Tasks and exercises
1. Answer these questions about the text on DAX measures:
(a) What value is calculated as the sum of sales for Product Altes Lussekofta, Customer Casual Clothing, and an Order Date of 4th Jan 2008?
(b) What does a year slicer apply to?
(c) What formula is given for Gross Profit Margin?
2. Copy word for word the passage of the text on DAX measures from "However, there are" to "individual cell values.".

Selected text
----------------

The easiest way to understand the role of DAX Measures in Power BI is to think of them as advanced pivot table formulas that work in a slightly different way compared to standard formulas in the Excel grid.

Consider a standard pivot table in Excel as per the below screenshot. You can drag a numerical value into the values bucket and choose an aggregation (e.g. sum, count, average). Then each number that appears in the Values area of the pivot table is calculated according to whatever headings are in the rows/columns of the pivot table as well as any slicers that are applied.

So in the example shown in the screenshot the value of 484.95 is calculated as the sum of sales for Product Altes Lussekofta, Customer Casual Clothing, and an Order Date of 4th Jan 2008. These together provide the filter context for the calculation.

However, there are a number of limitations with having only simple calculations like Sum(Sales) in a pivot table.  Rather than having the filters specified in rows/columns or by slicers, we might want to put the filter conditions directly into the formula so that we can compare values with different filters applied. For example, we might want to compare January (and every other month) sales in 2009 vs those in 2008 for each customer/product combination within a single pivot table or graph. Having a year slicer will apply to the entire pivot table so it doesn’t give us the ability to control the filter conditions applied to individual cell values.

We might also want to show something a little more sophisticated than just the Sum(Sales). For example, if we wanted a Gross Profit Margin ([Sales – Direct Cost]/Sales) instead then that isn’t easy to do in a standard Excel Pivot table. Utilising the functionality of pivot table formulas might take us some way to achieving this but it is limited and clunky to use.

----------------

Some records:
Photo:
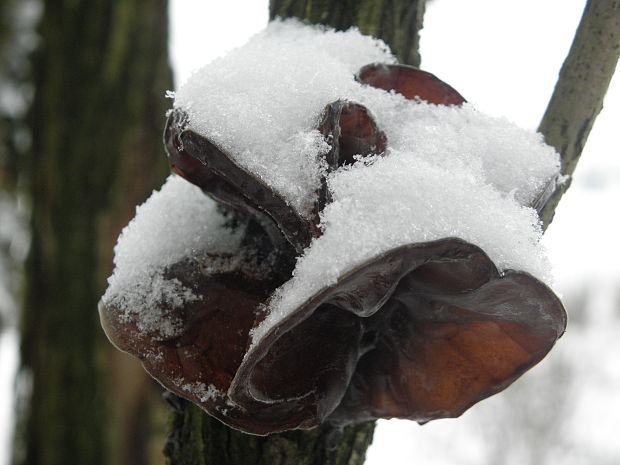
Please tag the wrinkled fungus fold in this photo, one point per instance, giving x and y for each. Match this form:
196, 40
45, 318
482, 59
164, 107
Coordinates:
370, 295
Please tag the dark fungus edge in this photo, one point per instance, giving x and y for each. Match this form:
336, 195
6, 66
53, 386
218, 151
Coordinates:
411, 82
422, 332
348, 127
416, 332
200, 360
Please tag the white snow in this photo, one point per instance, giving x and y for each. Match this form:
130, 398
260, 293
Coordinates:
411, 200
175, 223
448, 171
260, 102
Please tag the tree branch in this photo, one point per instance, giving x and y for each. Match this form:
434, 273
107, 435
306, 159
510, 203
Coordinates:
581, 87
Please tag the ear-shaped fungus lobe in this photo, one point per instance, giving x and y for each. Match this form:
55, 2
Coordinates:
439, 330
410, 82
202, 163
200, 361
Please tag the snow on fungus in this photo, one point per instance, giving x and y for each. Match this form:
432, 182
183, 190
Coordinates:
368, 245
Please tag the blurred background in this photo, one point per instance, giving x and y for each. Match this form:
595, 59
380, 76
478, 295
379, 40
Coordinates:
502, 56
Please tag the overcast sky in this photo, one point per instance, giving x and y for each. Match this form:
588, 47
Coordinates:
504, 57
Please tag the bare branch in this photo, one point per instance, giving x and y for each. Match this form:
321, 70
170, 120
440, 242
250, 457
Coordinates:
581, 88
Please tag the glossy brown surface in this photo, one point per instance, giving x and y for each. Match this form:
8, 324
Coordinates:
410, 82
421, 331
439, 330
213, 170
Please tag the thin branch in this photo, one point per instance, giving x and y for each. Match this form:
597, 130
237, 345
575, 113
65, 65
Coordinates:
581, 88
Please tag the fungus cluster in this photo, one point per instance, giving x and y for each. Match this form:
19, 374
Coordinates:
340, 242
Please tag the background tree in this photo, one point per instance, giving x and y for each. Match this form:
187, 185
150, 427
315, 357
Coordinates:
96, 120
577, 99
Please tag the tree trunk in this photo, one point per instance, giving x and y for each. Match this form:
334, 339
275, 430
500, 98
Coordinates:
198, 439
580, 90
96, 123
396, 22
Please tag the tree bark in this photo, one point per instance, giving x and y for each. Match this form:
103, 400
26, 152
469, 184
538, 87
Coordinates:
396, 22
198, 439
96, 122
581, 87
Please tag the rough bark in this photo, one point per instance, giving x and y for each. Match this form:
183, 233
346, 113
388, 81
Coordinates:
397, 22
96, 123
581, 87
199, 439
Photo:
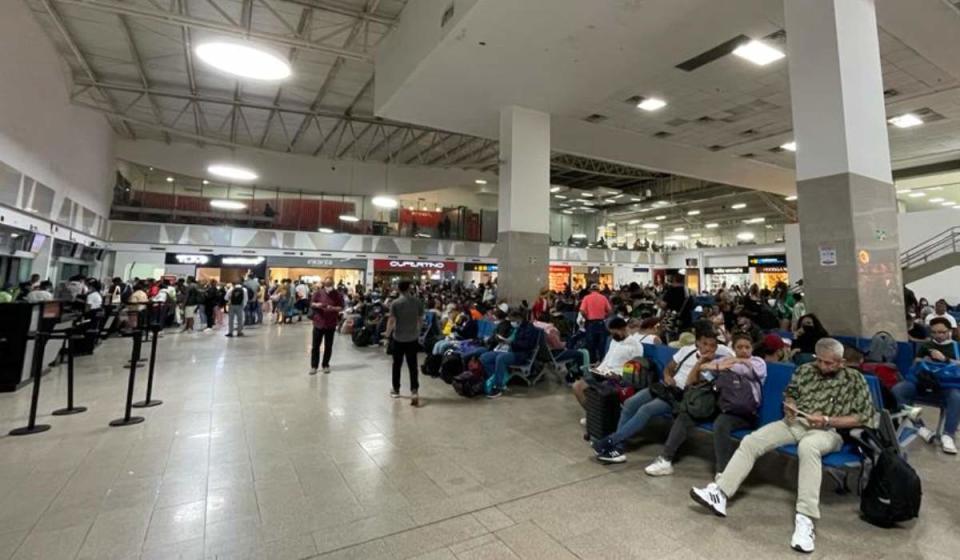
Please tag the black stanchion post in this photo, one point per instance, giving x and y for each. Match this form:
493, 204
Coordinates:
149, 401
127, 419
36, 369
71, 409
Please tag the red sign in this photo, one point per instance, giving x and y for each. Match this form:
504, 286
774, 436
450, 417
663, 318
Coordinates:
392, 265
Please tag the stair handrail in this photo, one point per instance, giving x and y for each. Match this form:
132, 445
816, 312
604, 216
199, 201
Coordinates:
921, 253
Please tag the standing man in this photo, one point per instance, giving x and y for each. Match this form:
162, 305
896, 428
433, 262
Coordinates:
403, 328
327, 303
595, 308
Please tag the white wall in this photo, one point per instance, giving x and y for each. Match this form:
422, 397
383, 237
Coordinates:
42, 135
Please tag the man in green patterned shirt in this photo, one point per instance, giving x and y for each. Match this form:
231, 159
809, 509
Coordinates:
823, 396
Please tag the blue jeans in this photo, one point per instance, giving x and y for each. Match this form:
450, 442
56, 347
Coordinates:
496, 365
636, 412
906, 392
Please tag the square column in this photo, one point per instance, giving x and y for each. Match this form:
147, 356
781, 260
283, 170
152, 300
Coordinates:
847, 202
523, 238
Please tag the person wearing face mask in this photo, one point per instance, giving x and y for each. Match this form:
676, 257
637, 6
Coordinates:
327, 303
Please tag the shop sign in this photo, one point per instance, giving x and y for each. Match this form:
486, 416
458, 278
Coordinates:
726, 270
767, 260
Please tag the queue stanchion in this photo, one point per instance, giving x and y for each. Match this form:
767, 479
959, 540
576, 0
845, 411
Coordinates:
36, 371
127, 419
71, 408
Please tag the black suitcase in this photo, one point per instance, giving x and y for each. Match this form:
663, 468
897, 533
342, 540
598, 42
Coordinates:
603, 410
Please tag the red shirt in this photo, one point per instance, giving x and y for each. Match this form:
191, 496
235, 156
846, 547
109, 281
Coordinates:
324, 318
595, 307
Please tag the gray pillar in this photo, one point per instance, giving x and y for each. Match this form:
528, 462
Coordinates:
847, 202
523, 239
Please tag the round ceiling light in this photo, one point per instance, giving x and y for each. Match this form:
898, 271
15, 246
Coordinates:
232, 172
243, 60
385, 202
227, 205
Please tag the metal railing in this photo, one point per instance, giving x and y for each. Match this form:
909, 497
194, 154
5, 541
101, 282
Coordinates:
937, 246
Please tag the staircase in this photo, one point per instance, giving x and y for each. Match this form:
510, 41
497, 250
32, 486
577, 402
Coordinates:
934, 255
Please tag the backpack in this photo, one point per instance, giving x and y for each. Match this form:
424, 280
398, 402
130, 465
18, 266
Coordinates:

----------------

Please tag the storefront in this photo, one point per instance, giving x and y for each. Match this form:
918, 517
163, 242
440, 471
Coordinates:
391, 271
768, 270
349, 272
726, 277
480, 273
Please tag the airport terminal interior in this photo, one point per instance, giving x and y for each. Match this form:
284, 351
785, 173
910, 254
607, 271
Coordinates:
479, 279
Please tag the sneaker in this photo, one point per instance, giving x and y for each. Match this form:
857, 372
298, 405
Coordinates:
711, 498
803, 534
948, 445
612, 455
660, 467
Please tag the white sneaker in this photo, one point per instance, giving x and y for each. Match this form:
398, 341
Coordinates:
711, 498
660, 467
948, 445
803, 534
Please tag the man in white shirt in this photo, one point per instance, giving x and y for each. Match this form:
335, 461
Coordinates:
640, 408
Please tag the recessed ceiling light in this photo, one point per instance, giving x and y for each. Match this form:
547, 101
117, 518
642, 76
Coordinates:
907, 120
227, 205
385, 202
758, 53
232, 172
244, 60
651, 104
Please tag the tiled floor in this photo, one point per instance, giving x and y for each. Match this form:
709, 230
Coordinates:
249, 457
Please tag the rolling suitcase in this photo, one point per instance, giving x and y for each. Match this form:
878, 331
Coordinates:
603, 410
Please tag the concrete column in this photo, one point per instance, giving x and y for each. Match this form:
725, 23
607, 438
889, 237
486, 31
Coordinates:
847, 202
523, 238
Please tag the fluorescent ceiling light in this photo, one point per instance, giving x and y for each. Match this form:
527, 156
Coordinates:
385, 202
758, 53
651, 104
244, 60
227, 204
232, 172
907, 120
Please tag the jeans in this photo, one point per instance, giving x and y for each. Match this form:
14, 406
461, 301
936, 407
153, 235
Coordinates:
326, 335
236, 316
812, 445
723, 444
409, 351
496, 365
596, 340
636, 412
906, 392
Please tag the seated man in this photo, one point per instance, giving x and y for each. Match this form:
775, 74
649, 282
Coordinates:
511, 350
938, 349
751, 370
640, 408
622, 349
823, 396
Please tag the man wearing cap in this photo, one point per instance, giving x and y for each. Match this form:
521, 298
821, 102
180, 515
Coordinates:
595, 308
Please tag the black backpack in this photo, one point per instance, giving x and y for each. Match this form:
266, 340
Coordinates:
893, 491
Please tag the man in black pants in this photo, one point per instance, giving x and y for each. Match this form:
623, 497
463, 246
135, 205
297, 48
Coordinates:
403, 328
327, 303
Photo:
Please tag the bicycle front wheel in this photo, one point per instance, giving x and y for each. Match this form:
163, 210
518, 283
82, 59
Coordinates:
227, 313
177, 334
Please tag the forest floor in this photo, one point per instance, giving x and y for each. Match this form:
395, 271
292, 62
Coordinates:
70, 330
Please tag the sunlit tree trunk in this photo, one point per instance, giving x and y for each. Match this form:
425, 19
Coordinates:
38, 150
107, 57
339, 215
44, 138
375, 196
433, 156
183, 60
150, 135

----------------

Problem solutions
1.
(a) 484.95
(b) The entire pivot table
(c) ([Sales – Direct Cost]/Sales)

2.
However, there are a number of limitations with having only simple calculations like Sum(Sales) in a pivot table.  Rather than having the filters specified in rows/columns or by slicers, we might want to put the filter conditions directly into the formula so that we can compare values with different filters applied. For example, we might want to compare January (and every other month) sales in 2009 vs those in 2008 for each customer/product combination within a single pivot table or graph. Having a year slicer will apply to the entire pivot table so it doesn’t give us the ability to control the filter conditions applied to individual cell values.